- **Ausgewählter Auszug**:
-*-*-

Vom Umgang des Schiedsrichters mit Interessenkonflikten in der Schiedsgerichtsbarkeit

von Dr. iur. HSG Christian Alexander Meyer, licencié spécial en droit européen ULB; Rechtsanwalt und Schiedsrichter

Der Internationale Schiedsgerichtshof in PARIS (ICC) hat im Rahmen seiner Schiedsordnung neun Punkte in seinem aktuellen Merkblatt für die Parteien und das Schiedsgericht über die Durchführung des Schiedsverfahrens nach der ICC-Schiedsordnung vom 22. September 2016 festgehalten. Der folgende Texte nennt die Bestimmungen und zeigt das Umfeld dazu für die Schweiz.

Einleitung
Oberste Pflicht jedes Schiedsrichters ist nicht parteiisch und unabhängig zu entscheiden. Das ergibt sich aus dem Gesetz (Art. 180 Bundesgesetz über das internationale Privatrecht, IPRG, oder Art. 367 ff. Zivilprozessordnung, ZPO).

Beurteilungsgrundlagen
Neben der gesetzlichen Regelung haben Schiedsinstitutionen, die die Verfahren begleiten, dazu Regeln erlassen: Art. 12 ff. der ICC Schiedsordnung oder Art. 9 ff. der Internationalen Schweizerischen Schiedsordnung (SCAI). Hinzu kommen internationale Empfehlungen wie Art. 8 ff. der UNCITRAL Rules 2013 der United Nations Commission on International Trade Law oder die Guidelines on Conflict of Interest in International Arbitration 2014 der International Bar Association (IBA Guidelines).
Art. 180 IPRG spricht von Umständen, die Anlass geben zu berechtigten Zweifeln an der Unabhängigkeit des Schiedsrichters, während die IBA Guidelines auf ganzen acht Seiten konkrete Fallkonstellationen sehr detailliert aufzählen. Dazwischen nennt die ICC neun Punkte in ihrem Merkblatt für die Parteien und das Schiedsgericht über die Durchführung des Schiedsverfahrens nach der ICC-Schiedsordnung vom 22. September 2016, Teil III (ICC Merkblatt):

– Der Schiedsrichter/seine Anwaltskanzlei vertreten oder beraten eine der Parteien oder eines ihrer verbundenen Unternehmen heute oder früher.

– Der Schiedsrichter/seine Anwaltskanzlei sind oder waren gegen eine der Parteien oder eines ihrer verbundenen Unternehmen tätig.

– Der Schiedsrichter/seine Anwaltskanzlei unterhalten eine geschäftliche Beziehung zu einer der Parteien/einem verbundenen Unternehmen oder es besteht ein persönliches Interesse am Ausgang der Streitigkeit.

– Der Schiedsrichter/seine Anwaltskanzlei sind oder waren im Auftrag einer der Parteien oder eines ihrer verbundenen Unternehmen als Geschäftsführer, Vorstands- oder Aufsichtsratsmitglied, leitender Angestellte oder in anderer Funktion tätig.

– Der Schiedsrichter/seine Anwaltskanzlei sind oder waren an der Streitigkeit beteiligt oder haben eine Stellungnahme zur Streitigkeit in einer Art und Weise abgegeben, die ihre Unparteilichkeit beeinflussen könnte.

-*-*-

- **Datensätze aus einem Datenbestand**:
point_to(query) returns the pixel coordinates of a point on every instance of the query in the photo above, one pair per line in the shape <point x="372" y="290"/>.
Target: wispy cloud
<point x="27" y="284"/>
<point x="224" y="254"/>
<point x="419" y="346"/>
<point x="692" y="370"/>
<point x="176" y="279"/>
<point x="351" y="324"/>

-*-*-

- **Aufgabe A**:
Beantworte drei Fragen zum Text über Interessenkonflikte im Schiedsverfahren:
(i) Von welchem Datum ist das ICC-Merkblatt?
(ii) Welcher Artikel des IPRG wird für die Pflicht des Schiedsrichters zur Unabhängigkeit genannt?
(iii) Auf wie vielen Seiten zählen die IBA Guidelines konkrete Fallkonstellationen auf?
- **Aufgabe B**: Führe bitte den Text über Interessenkonflikte im Schiedsverfahren nach dem letzten Aufzählungspunkt weiter.
Die Datensätze spielen hierfür keine Rolle.

- **Richtige Antwort A**:
(i) Vom 22. September 2016.
(ii) Art. 180 IPRG.
(iii) Auf acht Seiten.

- **Richtige Antwort B**:
– Der Schiedsrichter hat eine berufliche Beziehung oder enge persönliche Beziehung zu einem anwaltlichen Vertreter einer der Parteien oder zu dessen Anwaltskanzlei.

– Der Schiedsrichter ist oder war Schiedsrichter in einem Verfahren mit Beteiligung einer der Parteien oder eines ihrer verbundenen Unternehmen tätig.

– Der Schiedsrichter ist oder war Schiedsrichter in einem mit dem vorliegenden Verfahren in Verbindung stehenden Verfahren.

– Der Schiedsrichter oder künftige Schiedsrichter wurde bereits in der Vergangenheit von einer der Parteien oder einem ihrer verbundenen Unternehmen oder vom anwaltlichen Vertreter einer der Parteien oder von dessen Anwaltskanzlei als Schiedsrichter benannt.

Hilfsmittel erleichtern den Entscheid
Nicht nur die eben aufgezählten Konstellationen gemäss ICC Merkblatt sondern auch die weiteren Empfehlungen anderer Organisationen sind geeignete Hilfestellungen, die Unabhängigkeit und Unparteilichkeit des Schiedsrichters zu thematisieren. Allerdings muss jeder Schiedsrichter und jede Partei, die einen Schiedsrichter als befangen erachtet, selbständig und überzeugend zum Schluss kommen, dass der Anschein der Befangenheit nicht überwindbar ist. Erfahrung und gesunder Menschenverstand sind gefordert.

Erwägungen
– Keine Verfahrensbeteiligten mögen Überraschungen;

– Die Unbefangenheit muss vor und während eines Verfahrens gewährleistet bleiben;

– Der Lauf der Zeit relativiert gewisse Beurteilungskriterien. Die IBA Guidlines etwas befreien nach drei Jahren;

– Die Schiedsrichter sollen in Annahmeerklärung und Begleitunterlagen offen und im Zweifel umfassend über Konfliktthemen orientieren oder eine Anfrage direkt ablehnen;

– Die Parteien und deren Vertreter müssen das Umfeld der eigenen und der Gegenpartei vernünftig in die Konfliktbeurteilung einbeziehen;

– Gerade grössere Anwaltskanzleien mögen Konfliktsituation vielleicht vermehrt zentral in einer Kompetenzstelle erwägen;

– Die Schiedsinstitutionen sollen den Aufwand ersetzter Schiedsrichter fair honorieren, insbesondere, wenn der Konflikt durch vom Schiedsrichter nicht beeinflussbare Ereignisse verursacht wird.

 

Zwei Blicke auf die weite Common Law Praxis
Am 30. September 2016 heisst es in einem staatlichen US-Verfahren zur Sistierung eines Schiedsverfahrens: „The burden on a challenging party for vacating an arbitral award due to “evident partiality” requires the challenging party to demonstrate facts that would cause a reasonable person to conclude that an arbitrator was partial to one party to the arbitration.“ US District Court for the District of Columbia, connected to Argentina v. AWG Group Ltd., No. 15-1057 (BAH) (D.D.C. Sept. 30, 2016) (AWG (Confirmation Opinion)).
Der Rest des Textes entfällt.